- EXTRACT PROVIDED:
========

Home > CRUTEMP > Mosher: Deviant Standards?

Mosher: Deviant Standards?

2010 September 5

Introduction

Anthony Watts has picked up and posted some investigation by Steve Mosher (here and here) into the effects of the 5 standard deviation filter used by CRUTEM. Steve was looking into the 5SD filter to see if that could explain the differences between his global averaging and CRUTEM. It doesn’t. To see why it doesn’t, lets take a brief look at the effects of the 5SD filter within CRUTEM.

UKMET CRUTEM code and data

In December 2009 and January 2010, the UKMET released some CRUTEM-like global gridding and averaging code to use with the releasable portion of the CRU data set.

Website:
http://www.metoffice.gov.uk/climatechange/science/monitoring/subsets.html

Code:
station_gridder.perl
make_global_average_ts_ascii.perl

Data
All_Jan_2010.zip

Comparing UEA CRUTEM3vGL and UKMET CRUTEM code and data

So does the UKMET CRUTEM-like code and data actually produce CRUTEM like results? I compare the UEA CRUTEM3vGL global average with the global average produced by the UKMET code.

CRU Code comparisons

It’s a pretty strong match post-WWI. That huge swing in the anomalies in the beginning of the century is WWI. For reference to Mosher’s study, I’ve circled the year 1936.

Comparing UEA CRUTEM3vGL and UKMET CRUTEM code and data

So we know that the UKMET CRUTEM is a good match to the official UEA CRUTEM3vGL. What happens if we compare a UKMET run using the 5-SD filter and one without? Its pretty easy to do. The relevant code from the station_gridder.perl is below.

========

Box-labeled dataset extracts

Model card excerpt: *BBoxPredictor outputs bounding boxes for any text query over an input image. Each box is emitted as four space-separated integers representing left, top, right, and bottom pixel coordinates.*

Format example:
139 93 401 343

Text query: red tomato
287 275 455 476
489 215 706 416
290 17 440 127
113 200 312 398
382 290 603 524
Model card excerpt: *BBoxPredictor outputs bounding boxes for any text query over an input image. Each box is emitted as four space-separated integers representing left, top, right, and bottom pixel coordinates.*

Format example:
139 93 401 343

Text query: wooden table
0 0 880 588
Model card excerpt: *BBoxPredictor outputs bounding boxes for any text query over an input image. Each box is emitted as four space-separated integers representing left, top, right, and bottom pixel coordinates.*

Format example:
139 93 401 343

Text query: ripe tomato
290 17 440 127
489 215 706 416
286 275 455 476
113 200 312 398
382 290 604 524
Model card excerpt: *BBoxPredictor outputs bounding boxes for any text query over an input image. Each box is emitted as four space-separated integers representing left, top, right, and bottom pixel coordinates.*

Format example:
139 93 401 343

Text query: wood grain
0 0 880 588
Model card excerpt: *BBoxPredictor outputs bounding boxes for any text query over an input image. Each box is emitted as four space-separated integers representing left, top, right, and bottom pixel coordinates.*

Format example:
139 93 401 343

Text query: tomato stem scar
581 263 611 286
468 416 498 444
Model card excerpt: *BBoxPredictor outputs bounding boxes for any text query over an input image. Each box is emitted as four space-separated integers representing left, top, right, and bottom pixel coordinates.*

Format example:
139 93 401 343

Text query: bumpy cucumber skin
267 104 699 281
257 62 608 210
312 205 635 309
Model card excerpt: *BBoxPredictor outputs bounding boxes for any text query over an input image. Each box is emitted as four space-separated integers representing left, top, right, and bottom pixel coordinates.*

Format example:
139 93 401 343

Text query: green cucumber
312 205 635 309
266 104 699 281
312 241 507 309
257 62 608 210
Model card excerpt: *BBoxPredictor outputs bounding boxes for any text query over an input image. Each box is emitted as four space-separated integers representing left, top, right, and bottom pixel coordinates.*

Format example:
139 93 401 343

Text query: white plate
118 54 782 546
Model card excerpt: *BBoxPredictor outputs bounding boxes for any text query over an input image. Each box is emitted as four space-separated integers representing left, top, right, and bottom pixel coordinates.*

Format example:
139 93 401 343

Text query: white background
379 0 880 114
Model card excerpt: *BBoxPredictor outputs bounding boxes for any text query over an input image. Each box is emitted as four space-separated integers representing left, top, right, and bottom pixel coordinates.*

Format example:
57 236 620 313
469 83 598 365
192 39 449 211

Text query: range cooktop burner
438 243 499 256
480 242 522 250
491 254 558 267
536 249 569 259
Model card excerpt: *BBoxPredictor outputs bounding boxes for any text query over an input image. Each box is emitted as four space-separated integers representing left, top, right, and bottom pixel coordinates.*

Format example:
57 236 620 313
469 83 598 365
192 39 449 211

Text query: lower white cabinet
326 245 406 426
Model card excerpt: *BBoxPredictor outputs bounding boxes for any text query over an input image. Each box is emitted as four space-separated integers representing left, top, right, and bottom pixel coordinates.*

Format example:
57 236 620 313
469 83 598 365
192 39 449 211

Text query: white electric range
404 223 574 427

========

- WORK INSTRUCTIONS:
[A] Answer these questions using the post on the CRUTEM standard deviation filter:
(i) Which filter used by CRUTEM was Steve Mosher investigating?
(ii) In which months did the UKMET release its CRUTEM-like gridding and averaging code?
(iii) Which year has been circled for reference to Mosher's study?
[B] Extract the stretch from "So does the" through "station_gridder.perl is below." in the post on the CRUTEM standard deviation filter.

- RESPONSES TO THE EXERCISE:
[A]
(i) The 5 standard deviation filter.
(ii) December 2009 and January 2010.
(iii) 1936.

[B]
So does the UKMET CRUTEM-like code and data actually produce CRUTEM like results? I compare the UEA CRUTEM3vGL global average with the global average produced by the UKMET code.

CRU Code comparisons

It’s a pretty strong match post-WWI. That huge swing in the anomalies in the beginning of the century is WWI. For reference to Mosher’s study, I’ve circled the year 1936.

Comparing UEA CRUTEM3vGL and UKMET CRUTEM code and data

So we know that the UKMET CRUTEM is a good match to the official UEA CRUTEM3vGL. What happens if we compare a UKMET run using the 5-SD filter and one without? Its pretty easy to do. The relevant code from the station_gridder.perl is below.